Data provided:
--------------------------------

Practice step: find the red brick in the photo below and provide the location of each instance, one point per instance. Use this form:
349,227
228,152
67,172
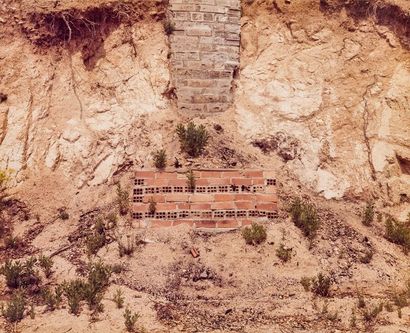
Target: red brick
140,208
198,197
266,197
161,182
202,182
160,223
176,197
156,197
166,207
177,182
253,173
231,174
205,224
167,175
245,197
223,205
241,181
188,222
144,174
211,174
183,206
201,206
224,197
258,181
246,222
227,224
248,205
270,207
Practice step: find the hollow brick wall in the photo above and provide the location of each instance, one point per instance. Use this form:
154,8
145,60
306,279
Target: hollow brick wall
221,199
204,53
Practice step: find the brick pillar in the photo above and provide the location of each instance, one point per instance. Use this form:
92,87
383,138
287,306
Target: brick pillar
204,53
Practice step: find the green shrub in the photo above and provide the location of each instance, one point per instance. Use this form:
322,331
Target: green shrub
283,253
321,285
305,217
160,159
118,298
191,181
130,320
368,214
370,314
255,234
306,283
123,200
46,263
398,233
14,310
19,274
193,139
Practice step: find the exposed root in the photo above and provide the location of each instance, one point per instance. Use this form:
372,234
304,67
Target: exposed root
86,30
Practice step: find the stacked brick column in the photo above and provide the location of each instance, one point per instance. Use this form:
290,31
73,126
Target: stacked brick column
204,53
221,198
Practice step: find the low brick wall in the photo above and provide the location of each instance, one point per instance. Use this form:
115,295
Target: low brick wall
204,53
221,198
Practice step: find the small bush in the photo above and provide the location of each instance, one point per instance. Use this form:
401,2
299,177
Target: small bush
118,298
368,214
306,283
20,274
123,200
283,253
191,181
370,314
130,320
321,285
398,233
160,159
46,263
193,139
126,249
305,217
14,310
254,235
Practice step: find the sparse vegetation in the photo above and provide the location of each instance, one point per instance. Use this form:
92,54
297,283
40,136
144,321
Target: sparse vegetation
191,181
193,139
46,263
160,159
305,217
14,310
321,285
284,253
118,298
19,274
255,234
398,233
368,214
123,200
130,320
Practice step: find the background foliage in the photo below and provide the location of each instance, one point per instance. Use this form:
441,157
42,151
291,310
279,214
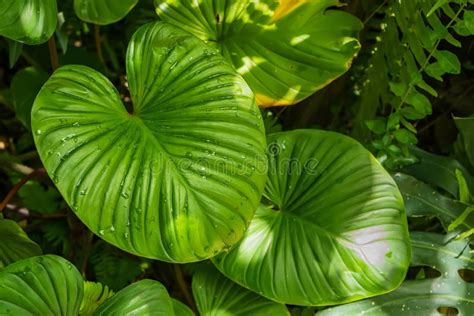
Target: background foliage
412,84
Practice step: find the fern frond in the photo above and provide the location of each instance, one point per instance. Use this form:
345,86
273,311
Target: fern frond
95,294
395,83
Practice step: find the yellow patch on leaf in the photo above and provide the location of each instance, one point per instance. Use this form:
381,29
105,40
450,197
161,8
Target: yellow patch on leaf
265,101
285,7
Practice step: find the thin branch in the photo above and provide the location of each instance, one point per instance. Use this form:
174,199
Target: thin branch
19,185
88,236
53,53
98,46
184,287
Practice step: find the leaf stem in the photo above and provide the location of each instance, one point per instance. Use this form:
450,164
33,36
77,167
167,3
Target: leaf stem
19,185
98,46
88,236
53,53
184,287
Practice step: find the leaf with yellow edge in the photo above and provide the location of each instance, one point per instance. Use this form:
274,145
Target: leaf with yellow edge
286,50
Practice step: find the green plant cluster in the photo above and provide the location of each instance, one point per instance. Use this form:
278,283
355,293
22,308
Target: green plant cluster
175,157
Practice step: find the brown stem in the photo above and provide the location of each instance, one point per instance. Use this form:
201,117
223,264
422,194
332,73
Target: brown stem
184,287
53,53
18,186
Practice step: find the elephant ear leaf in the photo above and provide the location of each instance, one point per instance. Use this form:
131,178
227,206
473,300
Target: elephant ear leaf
15,244
103,12
286,50
331,229
217,295
180,178
28,21
46,285
145,297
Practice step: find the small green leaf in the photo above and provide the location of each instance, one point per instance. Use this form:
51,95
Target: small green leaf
448,61
28,21
464,193
103,12
95,294
419,102
398,88
25,86
439,171
406,137
320,219
14,52
436,6
15,244
393,121
146,296
435,71
469,21
423,200
465,126
62,37
46,285
217,295
376,126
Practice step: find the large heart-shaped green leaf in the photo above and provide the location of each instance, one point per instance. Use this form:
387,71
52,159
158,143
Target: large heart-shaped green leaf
103,11
25,86
332,228
286,50
181,177
28,21
466,130
146,297
426,296
15,244
47,285
216,295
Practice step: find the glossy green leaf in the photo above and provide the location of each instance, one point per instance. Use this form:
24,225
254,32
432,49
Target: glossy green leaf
216,295
466,129
181,309
15,244
181,177
46,285
423,200
14,52
25,86
95,294
424,297
438,171
103,12
28,21
286,50
333,227
146,297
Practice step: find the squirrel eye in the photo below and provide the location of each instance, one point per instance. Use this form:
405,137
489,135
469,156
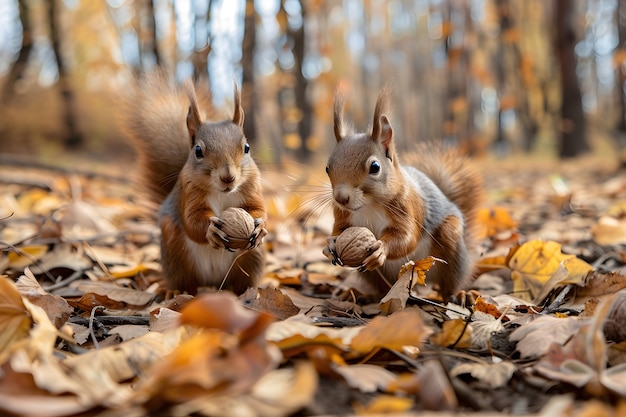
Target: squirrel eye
375,167
198,152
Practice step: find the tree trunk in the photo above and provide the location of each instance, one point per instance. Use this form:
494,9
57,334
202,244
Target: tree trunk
74,138
573,136
200,55
248,94
305,123
149,47
18,67
621,80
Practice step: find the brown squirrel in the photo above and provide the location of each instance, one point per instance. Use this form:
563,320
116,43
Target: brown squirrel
196,169
412,212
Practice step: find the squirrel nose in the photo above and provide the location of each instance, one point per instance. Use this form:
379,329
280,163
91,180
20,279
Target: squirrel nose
227,179
342,199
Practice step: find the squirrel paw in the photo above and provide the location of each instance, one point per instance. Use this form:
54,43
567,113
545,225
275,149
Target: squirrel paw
330,251
215,236
376,259
257,235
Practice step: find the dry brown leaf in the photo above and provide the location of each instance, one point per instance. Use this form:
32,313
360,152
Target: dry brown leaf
435,393
385,405
210,362
483,326
496,374
56,307
129,331
535,338
27,255
455,333
279,393
494,220
15,319
365,377
402,328
610,231
270,300
20,396
64,255
222,311
163,319
535,262
116,293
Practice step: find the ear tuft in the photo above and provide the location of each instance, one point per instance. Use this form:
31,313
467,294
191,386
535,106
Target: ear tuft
338,116
238,115
194,121
386,132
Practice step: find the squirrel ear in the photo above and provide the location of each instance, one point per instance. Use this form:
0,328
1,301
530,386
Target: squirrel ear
238,116
386,132
338,116
193,116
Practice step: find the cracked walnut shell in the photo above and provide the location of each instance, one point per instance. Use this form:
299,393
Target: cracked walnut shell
238,224
355,244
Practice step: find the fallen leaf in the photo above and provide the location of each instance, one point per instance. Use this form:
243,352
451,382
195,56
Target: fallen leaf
57,309
385,405
496,374
535,338
366,378
270,300
534,262
15,319
402,328
455,333
127,296
494,220
25,256
610,231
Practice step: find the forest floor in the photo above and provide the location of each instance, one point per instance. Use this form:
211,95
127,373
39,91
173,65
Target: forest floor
88,328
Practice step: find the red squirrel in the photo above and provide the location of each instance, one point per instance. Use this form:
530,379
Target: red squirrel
414,212
195,169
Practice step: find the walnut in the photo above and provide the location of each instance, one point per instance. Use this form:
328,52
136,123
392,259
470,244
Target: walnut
238,224
355,244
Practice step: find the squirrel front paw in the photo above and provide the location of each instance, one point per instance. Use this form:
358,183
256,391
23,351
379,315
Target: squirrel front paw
217,238
257,235
330,251
376,259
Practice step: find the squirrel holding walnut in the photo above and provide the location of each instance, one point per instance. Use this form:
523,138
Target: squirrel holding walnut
413,212
197,170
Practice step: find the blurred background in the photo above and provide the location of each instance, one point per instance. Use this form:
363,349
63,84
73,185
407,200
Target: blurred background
497,77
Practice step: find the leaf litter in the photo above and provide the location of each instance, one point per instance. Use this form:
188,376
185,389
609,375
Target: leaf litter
88,328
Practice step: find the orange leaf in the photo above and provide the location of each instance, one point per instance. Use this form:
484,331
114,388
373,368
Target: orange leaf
455,333
403,328
15,320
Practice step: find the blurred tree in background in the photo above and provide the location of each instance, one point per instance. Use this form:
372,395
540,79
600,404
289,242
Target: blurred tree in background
501,76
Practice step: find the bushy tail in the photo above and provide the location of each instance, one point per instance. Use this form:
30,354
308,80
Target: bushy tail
453,173
154,115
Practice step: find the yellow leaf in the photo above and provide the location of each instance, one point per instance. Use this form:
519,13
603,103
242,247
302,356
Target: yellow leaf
495,220
403,328
15,320
385,404
455,333
534,263
127,271
26,256
418,269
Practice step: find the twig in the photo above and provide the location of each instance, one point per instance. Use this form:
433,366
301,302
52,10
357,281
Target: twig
76,275
91,332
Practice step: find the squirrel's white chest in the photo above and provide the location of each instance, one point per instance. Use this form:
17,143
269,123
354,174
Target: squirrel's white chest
219,202
212,264
371,216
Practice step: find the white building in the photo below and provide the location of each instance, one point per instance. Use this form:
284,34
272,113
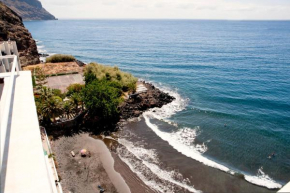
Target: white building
24,163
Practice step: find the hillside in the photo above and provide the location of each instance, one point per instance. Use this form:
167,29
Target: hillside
11,27
29,9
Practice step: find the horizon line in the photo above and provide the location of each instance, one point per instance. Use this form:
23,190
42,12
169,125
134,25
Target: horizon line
173,19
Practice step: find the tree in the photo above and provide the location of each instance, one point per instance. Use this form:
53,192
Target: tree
101,99
52,107
68,108
40,77
76,101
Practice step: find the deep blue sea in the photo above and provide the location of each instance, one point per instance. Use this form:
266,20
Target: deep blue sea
231,78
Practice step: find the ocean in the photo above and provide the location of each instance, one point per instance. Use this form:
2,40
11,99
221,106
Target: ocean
231,80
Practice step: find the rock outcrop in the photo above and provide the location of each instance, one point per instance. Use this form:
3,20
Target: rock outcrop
139,103
11,27
29,9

--------------------------------

Leave the pictures out, and please copy only the lines from the one with "Practice step: find the blurred tree" through the end of the listing.

Practice step: find the blurred tree in background in the photo above and provide the location of each instance, one point per instance. Use this form:
372,395
540,79
600,404
289,242
Target: blurred tree in background
501,76
Practice step: find the bushy tail in the photo above and provide the location of each instance, one point per instance. Use this form:
30,354
308,80
Target: bushy tail
453,173
154,115
Practice step: find the yellow leaf in the photo above and provide the location of each instance, one point per instance. Use this form:
519,13
603,103
242,247
302,356
Target: yellow leaf
495,220
403,328
15,320
385,404
455,333
534,263
127,271
26,256
418,269
Practice step: find the twig in the photo above and provide the location of each instance, one point per instance. Use this form:
433,366
301,302
52,10
357,281
Target: twig
76,275
91,332
Practice step: find the squirrel's white chest in the photo above and provide the location of each instance, one point per instance. Use this form:
17,143
269,123
354,174
Target: squirrel's white chest
219,202
212,264
371,216
Practice step: find the white building in the photo below and provide the location of each instance, one point per instance. Use this form:
284,34
272,113
Target: white building
24,163
Practice step: find the hillside in the photo above and provide the location of each instance, one point per instance. Use this form:
167,29
Target: hillside
11,27
29,9
Practice step: find the horizon line in the photo above and provide the location of each instance, one point per instance. Use this form:
23,190
42,12
169,125
134,25
Target: horizon line
173,19
Practice step: find the tree in the photo above and provide the location of each instance, one point per instance. Use this form:
53,192
Target: tree
101,99
52,107
68,108
40,77
76,101
Practice step: find the deep blue sea in the photo above and provide the location of each instance, one point per instance. Use this form:
266,20
Target: deep blue sea
231,78
Practice step: find the ocean in the photo above and provide the location of each instance, one point per instance. Use this form:
2,40
11,99
221,106
Target: ocean
231,80
Practice step: find the rock outcrop in the photo above and provide the location of each instance, one point per instance. Use this form:
3,20
Target: rock outcrop
139,103
11,27
29,9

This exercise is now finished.